During my early morning run the other day I was thinking about this post, where I suggested that, according to standard Catholic doctrine, a pretty large percentage of Americans over the past forty years were prime candidates for eternal damnation. And it occurred to me that, according to the standard doctrine I learned growing up, I’m going to hell too, along with a large chunk of the people I know. Not because of anything to do with abortion, but because I was given the gift of faith and rejected it, turning my back on God’s love.
Hell doesn’t come up much nowadays–I’m sure parts of the Church find the fire-and-brimstone stuff embarrassing. This Times article (“Hell Is Getting a Makeover”) points out that the latest Catholic catechism contains only five paragraphs about hell in a 700-page book. And the pain of hell, we now believe, is not physical but mental:
Hell is best understood as the condition of total alienation from all that is good, hopeful and loving in the world. What’s more, this condition is chosen by the damned themselves, the ultimate exercise of free will, not a punishment engineered by God.

■ Data records:
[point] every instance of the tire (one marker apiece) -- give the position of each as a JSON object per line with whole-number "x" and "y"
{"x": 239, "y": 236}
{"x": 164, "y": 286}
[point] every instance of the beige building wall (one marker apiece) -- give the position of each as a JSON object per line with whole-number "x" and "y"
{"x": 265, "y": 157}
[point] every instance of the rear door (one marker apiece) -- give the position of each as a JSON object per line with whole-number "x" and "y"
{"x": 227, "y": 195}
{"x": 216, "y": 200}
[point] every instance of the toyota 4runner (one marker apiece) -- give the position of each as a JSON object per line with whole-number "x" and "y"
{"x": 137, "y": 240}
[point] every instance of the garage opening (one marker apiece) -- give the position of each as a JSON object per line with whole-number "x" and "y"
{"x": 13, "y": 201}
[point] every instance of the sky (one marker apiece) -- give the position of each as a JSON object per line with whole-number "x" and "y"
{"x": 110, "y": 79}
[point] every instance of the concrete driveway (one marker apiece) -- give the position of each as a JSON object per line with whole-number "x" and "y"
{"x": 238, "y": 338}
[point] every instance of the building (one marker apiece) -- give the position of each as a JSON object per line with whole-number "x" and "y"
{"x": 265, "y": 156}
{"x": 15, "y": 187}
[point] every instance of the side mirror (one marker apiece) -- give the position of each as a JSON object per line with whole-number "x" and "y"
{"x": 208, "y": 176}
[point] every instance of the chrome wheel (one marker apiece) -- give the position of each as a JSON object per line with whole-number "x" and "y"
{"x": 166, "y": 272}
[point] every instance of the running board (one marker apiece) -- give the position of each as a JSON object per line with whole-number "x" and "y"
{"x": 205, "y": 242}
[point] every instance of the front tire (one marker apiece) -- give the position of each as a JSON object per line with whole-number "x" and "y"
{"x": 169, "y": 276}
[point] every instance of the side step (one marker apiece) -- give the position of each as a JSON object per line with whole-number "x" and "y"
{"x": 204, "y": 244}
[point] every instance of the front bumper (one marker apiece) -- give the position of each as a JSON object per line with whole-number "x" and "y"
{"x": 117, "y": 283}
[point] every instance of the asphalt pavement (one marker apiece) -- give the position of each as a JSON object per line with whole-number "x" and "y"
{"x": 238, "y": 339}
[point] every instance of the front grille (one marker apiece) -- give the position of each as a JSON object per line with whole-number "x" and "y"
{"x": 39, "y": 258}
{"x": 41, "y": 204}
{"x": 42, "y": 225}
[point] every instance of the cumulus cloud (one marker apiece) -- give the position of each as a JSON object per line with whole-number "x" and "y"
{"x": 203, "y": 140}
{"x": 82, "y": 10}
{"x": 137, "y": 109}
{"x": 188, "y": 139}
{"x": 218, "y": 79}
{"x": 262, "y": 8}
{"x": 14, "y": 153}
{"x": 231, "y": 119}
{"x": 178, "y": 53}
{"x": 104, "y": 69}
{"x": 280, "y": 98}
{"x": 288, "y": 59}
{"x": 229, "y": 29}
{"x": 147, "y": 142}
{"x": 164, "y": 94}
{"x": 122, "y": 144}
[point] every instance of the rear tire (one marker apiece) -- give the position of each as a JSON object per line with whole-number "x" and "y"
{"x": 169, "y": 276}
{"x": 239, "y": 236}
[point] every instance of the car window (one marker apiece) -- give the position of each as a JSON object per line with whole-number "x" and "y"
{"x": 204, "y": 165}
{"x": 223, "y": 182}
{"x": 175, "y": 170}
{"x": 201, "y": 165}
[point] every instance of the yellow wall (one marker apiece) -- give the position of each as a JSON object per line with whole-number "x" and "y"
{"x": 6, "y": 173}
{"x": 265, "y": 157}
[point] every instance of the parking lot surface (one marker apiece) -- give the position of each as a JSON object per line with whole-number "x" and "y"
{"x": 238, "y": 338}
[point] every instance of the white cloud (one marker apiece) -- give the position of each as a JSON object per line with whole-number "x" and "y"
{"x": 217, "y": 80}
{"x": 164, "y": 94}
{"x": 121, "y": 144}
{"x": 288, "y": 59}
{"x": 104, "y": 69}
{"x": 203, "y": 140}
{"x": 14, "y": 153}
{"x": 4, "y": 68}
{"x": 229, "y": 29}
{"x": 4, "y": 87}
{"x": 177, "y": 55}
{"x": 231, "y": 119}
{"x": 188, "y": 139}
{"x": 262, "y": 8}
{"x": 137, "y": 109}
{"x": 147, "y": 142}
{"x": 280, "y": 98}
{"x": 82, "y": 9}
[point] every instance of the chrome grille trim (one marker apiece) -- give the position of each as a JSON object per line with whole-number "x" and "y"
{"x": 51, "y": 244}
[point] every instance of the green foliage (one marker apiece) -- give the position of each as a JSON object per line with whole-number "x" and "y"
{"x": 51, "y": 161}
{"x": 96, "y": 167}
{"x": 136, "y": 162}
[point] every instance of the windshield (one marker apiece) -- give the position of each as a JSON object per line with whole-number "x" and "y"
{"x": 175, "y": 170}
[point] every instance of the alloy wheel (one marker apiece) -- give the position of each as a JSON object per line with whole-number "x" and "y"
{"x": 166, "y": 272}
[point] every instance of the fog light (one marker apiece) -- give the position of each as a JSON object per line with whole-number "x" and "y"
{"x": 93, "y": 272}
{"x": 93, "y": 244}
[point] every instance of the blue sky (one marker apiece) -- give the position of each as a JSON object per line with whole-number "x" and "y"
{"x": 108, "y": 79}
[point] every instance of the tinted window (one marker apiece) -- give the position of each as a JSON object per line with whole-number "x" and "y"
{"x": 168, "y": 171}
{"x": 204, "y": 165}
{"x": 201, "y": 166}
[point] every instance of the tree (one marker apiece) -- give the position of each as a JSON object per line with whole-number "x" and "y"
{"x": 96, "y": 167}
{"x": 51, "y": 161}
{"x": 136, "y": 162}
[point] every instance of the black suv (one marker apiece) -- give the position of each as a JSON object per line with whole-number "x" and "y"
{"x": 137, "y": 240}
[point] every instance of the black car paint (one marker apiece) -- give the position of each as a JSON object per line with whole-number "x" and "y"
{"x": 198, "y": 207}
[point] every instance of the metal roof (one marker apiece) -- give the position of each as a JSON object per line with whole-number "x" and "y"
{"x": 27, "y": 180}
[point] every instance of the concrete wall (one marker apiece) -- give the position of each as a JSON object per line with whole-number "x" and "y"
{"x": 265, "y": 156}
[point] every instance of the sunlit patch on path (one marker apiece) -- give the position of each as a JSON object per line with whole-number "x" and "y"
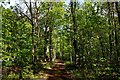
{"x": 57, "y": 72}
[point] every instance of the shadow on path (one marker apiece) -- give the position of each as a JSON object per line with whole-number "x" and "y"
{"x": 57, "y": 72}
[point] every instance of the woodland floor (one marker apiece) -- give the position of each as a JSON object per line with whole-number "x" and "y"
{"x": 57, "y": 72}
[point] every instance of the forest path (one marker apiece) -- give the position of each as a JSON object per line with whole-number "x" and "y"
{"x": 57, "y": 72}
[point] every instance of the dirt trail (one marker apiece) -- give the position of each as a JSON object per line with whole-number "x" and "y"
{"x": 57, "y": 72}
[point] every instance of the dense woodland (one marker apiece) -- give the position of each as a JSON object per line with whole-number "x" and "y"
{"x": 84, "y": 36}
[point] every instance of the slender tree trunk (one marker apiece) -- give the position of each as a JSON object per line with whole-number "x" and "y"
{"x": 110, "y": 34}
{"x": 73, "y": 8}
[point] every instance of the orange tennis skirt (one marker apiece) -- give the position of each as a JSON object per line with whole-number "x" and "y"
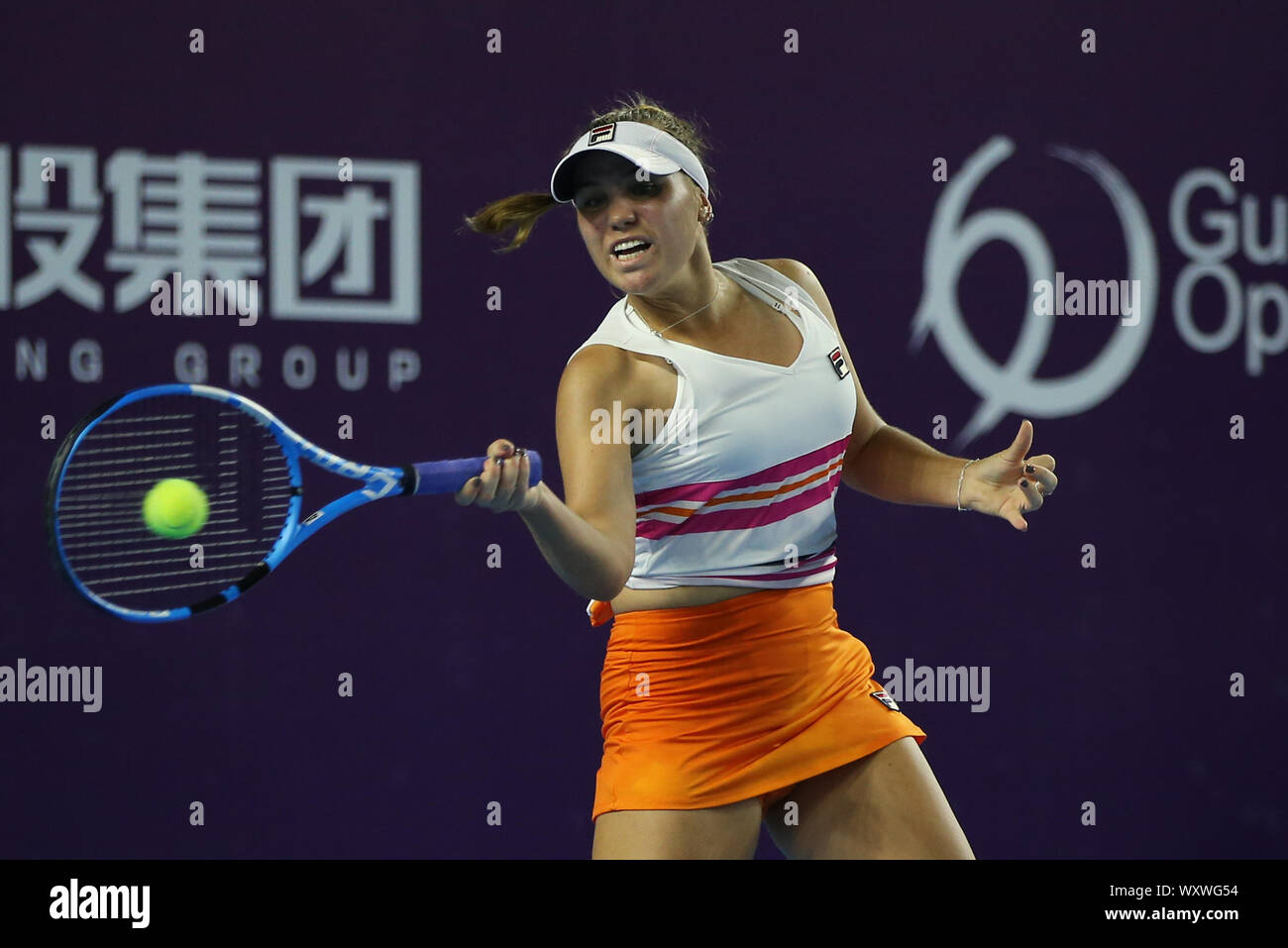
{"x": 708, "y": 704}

■ What you have to do: Extend the reflection on Catholic teaching about hell, picking up directly after its final sentence.

■ Exercise response:
Of course, to get to this spot, the theologians have to go the “Jesus’ words shouldn’t be taken literally” route, since Jesus had lots to say about unquenchable fire and the weeping and gnashing of teeth and so on. But that’s theology for you.
In any case, hell is still real, and apparently I’m going there. Maybe I’ll contemplate Pascal’s wager on my deathbed–but I doubt it.
And I can’t help thinking that the sermon in Joyce’s Portrait of the Artist as a Young Man is a far more interesting vision of hell than the etiolated modern view. Here is just a taste.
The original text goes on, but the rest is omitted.